[[ Document excerpt, beginning ]]

Short Sale Explained
What Is A Short Sale?
“A short sale occurs when the lender agrees to take less than the full amount required to pay off existing loans in full because the outstanding loan balance is greater than the proceeds realized from the sale of the property.”
When a loan is viewed as a potential short sale by the lender, the once friendly lender is now a debt collector, looking out solely for their best interests.
If you are considering a short sale in California, you need to know all the options and the potential long term consequences of each option. That is why working with an agent, like myself, that is well versed in short sales as well as the addition of a short sale negotiator with a near to perfect success rate.
The short-sale negotiation process consists of 8 main steps:
- Build the entire short-sale package & make sure the file is complete before sending to lender
- Ensure file has been received by lender & continue sending until it has been received
- Follow-up with lender until file has been assigned to a rep
- Follow-up with rep until BPO is ordered
- Follow-up once BPO has come back & negotiate the file (with all lien-holders)

[[ Document excerpt, end ]]
[[ Source material, beginning ]]

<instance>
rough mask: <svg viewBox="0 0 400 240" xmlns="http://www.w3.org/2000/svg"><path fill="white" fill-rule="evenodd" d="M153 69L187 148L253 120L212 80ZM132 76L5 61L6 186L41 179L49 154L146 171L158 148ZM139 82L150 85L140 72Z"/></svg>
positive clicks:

[[ Source material, end ]]

Work to complete: Rewrite the stretch of the short sale text from "Short Sale Explained" through "their best interests.", substituting "bank" for each "lender".

Result of the exercise:
Short Sale Explained
What Is A Short Sale?
“A short sale occurs when the bank agrees to take less than the full amount required to pay off existing loans in full because the outstanding loan balance is greater than the proceeds realized from the sale of the property.”
When a loan is viewed as a potential short sale by the bank, the once friendly bank is now a debt collector, looking out solely for their best interests.